(Extracted data entries)
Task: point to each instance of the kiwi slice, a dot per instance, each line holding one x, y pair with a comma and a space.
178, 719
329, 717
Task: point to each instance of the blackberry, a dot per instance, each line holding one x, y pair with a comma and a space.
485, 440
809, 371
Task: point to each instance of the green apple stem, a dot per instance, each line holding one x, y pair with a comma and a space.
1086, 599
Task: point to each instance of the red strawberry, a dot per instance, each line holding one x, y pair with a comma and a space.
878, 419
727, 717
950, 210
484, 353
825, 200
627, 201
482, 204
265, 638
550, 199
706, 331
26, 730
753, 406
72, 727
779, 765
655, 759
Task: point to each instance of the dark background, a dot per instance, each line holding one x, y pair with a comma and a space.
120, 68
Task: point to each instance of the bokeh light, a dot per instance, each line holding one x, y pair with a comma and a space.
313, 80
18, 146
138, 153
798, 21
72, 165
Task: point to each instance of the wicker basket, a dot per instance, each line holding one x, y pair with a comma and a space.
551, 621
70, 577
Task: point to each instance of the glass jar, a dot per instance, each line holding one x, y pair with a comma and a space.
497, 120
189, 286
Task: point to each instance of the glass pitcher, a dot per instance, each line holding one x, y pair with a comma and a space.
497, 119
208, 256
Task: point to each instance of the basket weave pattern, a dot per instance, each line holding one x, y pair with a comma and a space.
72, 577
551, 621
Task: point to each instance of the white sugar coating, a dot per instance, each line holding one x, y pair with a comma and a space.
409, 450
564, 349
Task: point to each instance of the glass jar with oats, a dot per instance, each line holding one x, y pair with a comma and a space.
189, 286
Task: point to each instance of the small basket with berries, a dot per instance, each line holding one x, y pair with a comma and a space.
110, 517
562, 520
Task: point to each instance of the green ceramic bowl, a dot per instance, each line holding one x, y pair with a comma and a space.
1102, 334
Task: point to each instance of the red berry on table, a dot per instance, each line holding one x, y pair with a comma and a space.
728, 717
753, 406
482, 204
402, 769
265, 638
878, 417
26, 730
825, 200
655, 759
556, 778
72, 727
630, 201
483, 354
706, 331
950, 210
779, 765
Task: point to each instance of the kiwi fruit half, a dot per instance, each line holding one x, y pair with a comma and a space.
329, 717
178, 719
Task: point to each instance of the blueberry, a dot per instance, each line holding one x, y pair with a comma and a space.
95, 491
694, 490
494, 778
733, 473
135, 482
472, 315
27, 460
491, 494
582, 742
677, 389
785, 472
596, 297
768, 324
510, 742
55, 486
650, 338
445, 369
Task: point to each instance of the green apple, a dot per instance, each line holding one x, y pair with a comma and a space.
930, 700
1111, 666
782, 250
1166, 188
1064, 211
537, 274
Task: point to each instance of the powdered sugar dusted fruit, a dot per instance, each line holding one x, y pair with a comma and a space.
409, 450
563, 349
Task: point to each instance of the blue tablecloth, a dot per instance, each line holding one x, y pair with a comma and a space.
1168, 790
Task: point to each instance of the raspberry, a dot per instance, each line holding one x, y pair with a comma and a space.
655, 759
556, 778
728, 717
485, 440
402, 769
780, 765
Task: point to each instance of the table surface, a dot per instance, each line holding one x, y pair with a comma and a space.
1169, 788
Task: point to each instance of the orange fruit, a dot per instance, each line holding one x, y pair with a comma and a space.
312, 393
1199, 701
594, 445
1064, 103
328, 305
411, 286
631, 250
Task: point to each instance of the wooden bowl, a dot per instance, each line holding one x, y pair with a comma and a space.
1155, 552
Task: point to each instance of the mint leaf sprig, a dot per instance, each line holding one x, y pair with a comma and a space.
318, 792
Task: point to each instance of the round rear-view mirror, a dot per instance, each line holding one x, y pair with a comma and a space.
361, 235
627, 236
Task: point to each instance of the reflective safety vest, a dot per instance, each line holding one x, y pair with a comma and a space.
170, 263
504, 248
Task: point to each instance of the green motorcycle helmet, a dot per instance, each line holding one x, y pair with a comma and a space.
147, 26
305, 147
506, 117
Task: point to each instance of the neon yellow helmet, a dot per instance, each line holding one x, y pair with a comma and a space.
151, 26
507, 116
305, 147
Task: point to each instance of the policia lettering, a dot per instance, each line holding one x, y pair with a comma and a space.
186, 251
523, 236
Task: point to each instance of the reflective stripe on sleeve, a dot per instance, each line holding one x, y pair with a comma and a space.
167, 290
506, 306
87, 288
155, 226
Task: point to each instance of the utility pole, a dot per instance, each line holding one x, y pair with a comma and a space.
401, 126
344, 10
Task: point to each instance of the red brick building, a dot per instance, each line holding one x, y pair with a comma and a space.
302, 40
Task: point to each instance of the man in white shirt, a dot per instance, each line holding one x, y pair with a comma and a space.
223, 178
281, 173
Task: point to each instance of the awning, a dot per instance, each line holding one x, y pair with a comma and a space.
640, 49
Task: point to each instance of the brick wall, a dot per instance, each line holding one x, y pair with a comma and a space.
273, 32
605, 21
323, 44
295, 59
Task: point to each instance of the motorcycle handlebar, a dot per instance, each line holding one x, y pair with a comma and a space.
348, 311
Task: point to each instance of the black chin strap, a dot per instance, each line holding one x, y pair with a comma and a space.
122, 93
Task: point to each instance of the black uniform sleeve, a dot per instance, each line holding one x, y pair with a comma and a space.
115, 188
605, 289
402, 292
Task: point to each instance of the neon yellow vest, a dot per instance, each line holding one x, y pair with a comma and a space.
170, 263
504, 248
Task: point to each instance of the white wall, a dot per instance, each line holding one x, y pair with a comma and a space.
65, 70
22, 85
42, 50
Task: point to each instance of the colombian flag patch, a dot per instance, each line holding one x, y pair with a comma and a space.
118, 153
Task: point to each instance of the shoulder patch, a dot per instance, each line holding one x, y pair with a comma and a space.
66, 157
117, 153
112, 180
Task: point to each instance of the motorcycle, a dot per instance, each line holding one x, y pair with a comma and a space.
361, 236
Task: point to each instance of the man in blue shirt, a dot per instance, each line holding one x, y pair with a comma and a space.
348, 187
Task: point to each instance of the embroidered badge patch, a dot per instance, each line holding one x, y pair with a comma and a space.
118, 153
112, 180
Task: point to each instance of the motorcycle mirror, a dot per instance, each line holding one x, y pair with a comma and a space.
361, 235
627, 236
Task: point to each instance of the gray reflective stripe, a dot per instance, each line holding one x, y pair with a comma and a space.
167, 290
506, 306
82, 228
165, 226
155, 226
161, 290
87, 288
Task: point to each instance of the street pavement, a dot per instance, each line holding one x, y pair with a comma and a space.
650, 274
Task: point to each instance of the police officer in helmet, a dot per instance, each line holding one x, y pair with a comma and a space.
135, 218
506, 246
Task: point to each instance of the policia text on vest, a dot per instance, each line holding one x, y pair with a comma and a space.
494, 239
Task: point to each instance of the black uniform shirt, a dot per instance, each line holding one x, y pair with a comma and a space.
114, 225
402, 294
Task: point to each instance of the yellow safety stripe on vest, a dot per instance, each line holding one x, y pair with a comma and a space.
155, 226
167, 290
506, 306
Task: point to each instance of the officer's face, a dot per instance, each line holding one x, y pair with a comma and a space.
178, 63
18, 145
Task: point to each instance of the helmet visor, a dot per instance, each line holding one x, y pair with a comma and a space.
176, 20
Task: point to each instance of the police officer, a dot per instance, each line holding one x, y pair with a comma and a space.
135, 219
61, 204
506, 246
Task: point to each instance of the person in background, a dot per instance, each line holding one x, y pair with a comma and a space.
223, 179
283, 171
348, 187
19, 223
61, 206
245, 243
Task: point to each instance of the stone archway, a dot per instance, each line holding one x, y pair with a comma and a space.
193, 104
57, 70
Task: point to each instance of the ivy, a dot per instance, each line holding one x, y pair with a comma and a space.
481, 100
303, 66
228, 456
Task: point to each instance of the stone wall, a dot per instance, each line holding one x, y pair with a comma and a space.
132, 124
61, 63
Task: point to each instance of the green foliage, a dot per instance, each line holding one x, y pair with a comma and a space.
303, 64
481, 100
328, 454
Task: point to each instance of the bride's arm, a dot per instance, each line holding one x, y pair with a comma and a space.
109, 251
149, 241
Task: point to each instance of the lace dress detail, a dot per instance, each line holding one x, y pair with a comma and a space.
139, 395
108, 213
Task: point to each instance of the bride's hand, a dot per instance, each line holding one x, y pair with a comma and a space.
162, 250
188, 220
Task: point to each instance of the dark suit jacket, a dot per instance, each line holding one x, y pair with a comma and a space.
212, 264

[EXERCISE AIM] Include both ends. Return the line holding "Task: point to each instance of the ivy, a" and all lines after it in the records above, exactly as written.

[CORRECT RESPONSE]
Task: point to each instance of the ivy, a dot per instance, each line holding one x, y pair with a comma and a space.
481, 100
303, 66
228, 456
Task: point to each instance of the stone wall, a dot per instance, each line holding one x, y pair with a comma and a space.
132, 124
61, 63
Task: point to each instance of the green foliage, a dot per instance, each line holding one x, y pair with a comma and a space.
303, 64
481, 100
328, 454
Task: point to each instance of the bride's arm, a dot per instance, each line holding one x, y pair with a comma and a space.
109, 251
149, 241
Task: point to each instance of the lace dress detail, a dot per instance, each line holding one x, y pair with a comma and a space.
139, 395
108, 213
Task: point to each instance of the bride's hand, a dot per instance, each line holding one x, y pair with a comma and a space.
162, 250
188, 220
Task: point to each instance of the dark suit jacket, a dot per instance, each line holding one x, y pair with a comma and a space.
212, 264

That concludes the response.